Saturday, May 27, 2006

zwischen zwei welten

es wird ja nun wirklich zeit, dass ich mal was über mein leben hier in münchen berichte. letztlich gibt es ja doch irgendwie nur drei zustände, in denen ich mich befinde: entweder arbeite ich oder ich schlafe oder ich bin betrunken. zumindest war es bislang so.
münchen ist schön. es ist sauber, aufgeräumt, die u-bahnen kommen pünktlich, es wird nicht geschoben, gedrängelt, gepöbelt.
münchen ist klein. von dort wo ich wohne (ziemlich weit im westen) bis dahin wo ich arbeite (ziemlich weit im osten) dauert es 17 minuten mit der u-bahn und nochmal fünf minuten mit dem bus. und dann hat man auch schon einmal die stadt durchquert. in berlin kommt man in 15 minuten gerade einmal vom prenzlauer berg in den friedrichshain (gemessen an der strecke der tram M10 von der haltestelle winsstraße bis zur warschauer straße).
münchen ist freundlich. "grüß gott" ist den meisten hier angeboren und fast per knopfdruck abrufbar. auch busfahrer grüßen und sind gut gelaunt, zumindest ringen sie sich ein lächeln ab. und auch angesprochen wird man sehr häufig. die leute kümmern sich. ob aus reiner neugier oder aus wirklichem interesse kann ich nicht sagen. zumindest habe ich mich in den zwei monaten hier mit vermutlich so vielen fremden menschen unterhalten, wie in meinen mittlerweile über sechs jahren berlin nicht.
münchen ist oberflächlich. schick, schicker, münchen. kein D&G-armband, keine gucci-sonnenbrille, kein louis vuitton-täschchen kann größer, schwärzer, auffälliger sein als hier. man achtet auf sich, aber manchen möchte man doch den blick in den spiegel und das urteil eines wirklich objektiven menschen empfehlen, denn die meisten, seien wir doch mal ehrlich, sehen wirklich verboten aus. was in berlin mitte, ist in münchen schwabing. in-szene, hippes viertel, teure boutiquen. ich ließ mir sagen, dass nur das glockenbachviertel, heimat unzähliger regenbogenbeflaggten amüsieretablissements, eine beliebtere wohngegend sei als schwabing.
münchen ist nicht zuhause. g'scheite biergärten fehlen in berlin, das gebe ich zu. und großes bier. und vielleicht auch die trachten und ein wenig die bayerische gemütlichkeit. aber das war es dann auch schon. auch wenn mich vor wenigen tagen, als ich erstmals wieder in die hauptstadt reiste, ein schock ereilte, als ich die zerkratzten fenster der einfahrenden s-bahn sah, gewöhnte ich mich doch schnell wieder an diese komplett andere stadt. ich habe vielleicht gerade kein richtiges zu hause, weil mein zimmer zwischenvermietet ist aber gegen die ost-/west-stadt kommt so schnell nichts an, wie ich wieder einmal feststellen musste. eine "bar gagarin" gibt es bei mir in der rykestraße gegenüber, in münchen sucht man so etwas fast vergebens.

#### Aufgabe 1
Im Text über München beginnen mehrere Absätze mit „münchen ist“. Zähle alle Eigenschaften auf, die direkt auf diese Worte folgen.
#### Aufgabe 2
Wähle jede Zeile aus, in der die Zeichenfolge „green“ vorkommt, und gib sie wieder. Groß- und Kleinschreibung sind dabei zu beachten.
Text und Zeilen haben nichts miteinander zu tun.

#### Vorliegende Zeilen
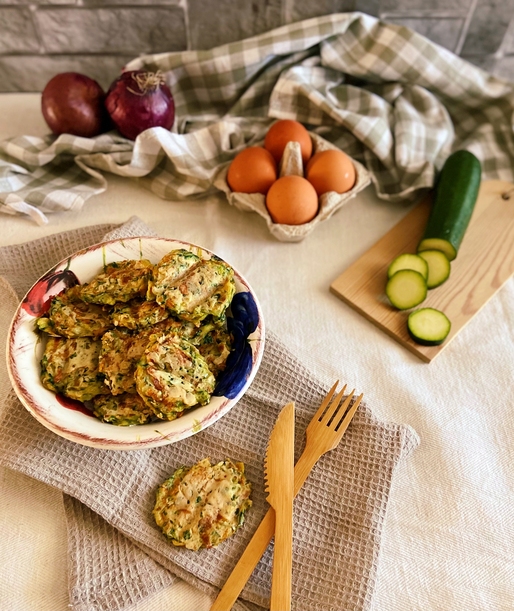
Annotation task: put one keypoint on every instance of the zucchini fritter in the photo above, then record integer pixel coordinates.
(138, 314)
(173, 266)
(69, 316)
(127, 409)
(205, 288)
(70, 366)
(119, 356)
(201, 506)
(214, 343)
(120, 281)
(173, 376)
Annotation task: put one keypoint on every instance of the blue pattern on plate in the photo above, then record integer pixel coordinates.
(243, 322)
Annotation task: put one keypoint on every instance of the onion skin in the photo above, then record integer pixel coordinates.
(73, 103)
(138, 100)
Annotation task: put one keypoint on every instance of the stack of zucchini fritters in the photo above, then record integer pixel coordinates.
(141, 342)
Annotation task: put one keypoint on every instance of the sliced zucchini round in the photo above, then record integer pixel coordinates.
(406, 289)
(408, 261)
(439, 267)
(428, 326)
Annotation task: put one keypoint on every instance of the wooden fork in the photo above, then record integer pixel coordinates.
(324, 432)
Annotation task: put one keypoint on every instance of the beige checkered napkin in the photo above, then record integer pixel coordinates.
(117, 554)
(392, 99)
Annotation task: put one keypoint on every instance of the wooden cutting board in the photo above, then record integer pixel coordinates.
(484, 263)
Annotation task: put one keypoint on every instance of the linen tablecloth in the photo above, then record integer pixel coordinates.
(338, 517)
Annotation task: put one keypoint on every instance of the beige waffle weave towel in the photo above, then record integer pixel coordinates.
(117, 555)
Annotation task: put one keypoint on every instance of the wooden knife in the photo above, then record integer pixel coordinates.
(279, 473)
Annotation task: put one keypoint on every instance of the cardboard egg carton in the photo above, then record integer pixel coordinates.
(291, 164)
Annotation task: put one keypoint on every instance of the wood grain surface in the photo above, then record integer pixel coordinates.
(484, 263)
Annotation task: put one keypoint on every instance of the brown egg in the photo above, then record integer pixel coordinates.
(253, 170)
(292, 200)
(331, 170)
(282, 132)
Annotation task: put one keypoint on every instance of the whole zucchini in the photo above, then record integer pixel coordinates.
(455, 196)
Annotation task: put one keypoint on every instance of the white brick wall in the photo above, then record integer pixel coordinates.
(97, 37)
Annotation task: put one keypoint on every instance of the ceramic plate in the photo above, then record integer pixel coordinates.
(71, 419)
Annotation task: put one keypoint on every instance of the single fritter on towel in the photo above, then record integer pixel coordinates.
(201, 506)
(69, 316)
(172, 376)
(127, 409)
(120, 281)
(192, 288)
(70, 366)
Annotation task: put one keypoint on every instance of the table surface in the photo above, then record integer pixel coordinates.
(448, 540)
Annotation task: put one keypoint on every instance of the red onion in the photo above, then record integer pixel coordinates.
(138, 100)
(73, 103)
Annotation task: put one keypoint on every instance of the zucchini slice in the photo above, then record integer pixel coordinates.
(406, 289)
(455, 196)
(438, 267)
(428, 326)
(408, 261)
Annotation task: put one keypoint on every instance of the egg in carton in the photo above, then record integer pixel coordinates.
(291, 164)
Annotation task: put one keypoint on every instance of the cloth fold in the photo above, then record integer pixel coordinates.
(117, 555)
(389, 97)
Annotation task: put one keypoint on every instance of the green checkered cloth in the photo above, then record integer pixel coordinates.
(386, 95)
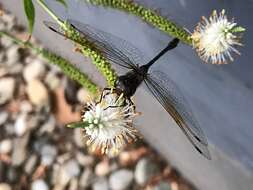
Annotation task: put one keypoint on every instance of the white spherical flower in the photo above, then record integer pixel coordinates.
(215, 38)
(109, 123)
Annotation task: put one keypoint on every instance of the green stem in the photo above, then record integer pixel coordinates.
(148, 16)
(87, 48)
(68, 69)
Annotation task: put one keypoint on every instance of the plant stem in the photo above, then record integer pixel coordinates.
(87, 48)
(148, 16)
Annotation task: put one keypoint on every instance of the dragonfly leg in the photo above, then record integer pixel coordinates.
(173, 43)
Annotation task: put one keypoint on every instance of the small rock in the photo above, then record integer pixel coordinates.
(68, 171)
(37, 93)
(6, 42)
(48, 126)
(3, 117)
(86, 178)
(144, 170)
(101, 184)
(7, 87)
(48, 154)
(121, 179)
(5, 146)
(26, 107)
(30, 164)
(162, 186)
(13, 55)
(20, 125)
(5, 186)
(39, 185)
(34, 70)
(83, 95)
(85, 160)
(19, 150)
(78, 137)
(102, 168)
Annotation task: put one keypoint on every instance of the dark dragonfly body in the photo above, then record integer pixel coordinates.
(129, 82)
(123, 54)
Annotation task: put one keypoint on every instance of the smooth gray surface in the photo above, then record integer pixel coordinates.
(220, 96)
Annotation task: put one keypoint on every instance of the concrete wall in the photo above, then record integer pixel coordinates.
(221, 96)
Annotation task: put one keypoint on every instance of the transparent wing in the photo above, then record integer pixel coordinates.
(171, 98)
(116, 50)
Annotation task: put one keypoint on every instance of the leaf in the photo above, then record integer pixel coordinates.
(63, 2)
(30, 14)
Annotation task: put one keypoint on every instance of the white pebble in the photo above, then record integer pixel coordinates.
(7, 86)
(39, 185)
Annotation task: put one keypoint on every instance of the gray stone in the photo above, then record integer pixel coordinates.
(12, 175)
(7, 87)
(26, 107)
(78, 137)
(5, 186)
(52, 80)
(37, 93)
(162, 186)
(30, 164)
(3, 117)
(144, 170)
(39, 185)
(34, 70)
(100, 184)
(86, 178)
(19, 152)
(73, 185)
(48, 126)
(6, 42)
(85, 160)
(21, 125)
(48, 154)
(121, 179)
(5, 146)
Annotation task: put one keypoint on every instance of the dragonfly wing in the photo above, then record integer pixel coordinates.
(55, 27)
(171, 98)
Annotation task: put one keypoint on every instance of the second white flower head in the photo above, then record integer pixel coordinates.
(215, 38)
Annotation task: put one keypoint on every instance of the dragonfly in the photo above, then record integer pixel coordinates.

#### Antwort 1
schön, klein, freundlich, oberflächlich, nicht zuhause

#### Antwort 2
Annotation task: put one keypoint on every instance of the green checkered cloth in the photo above, then record integer pixel coordinates.
Annotation task: put one keypoint on every instance of the green stem in the photo above, then record integer pixel coordinates.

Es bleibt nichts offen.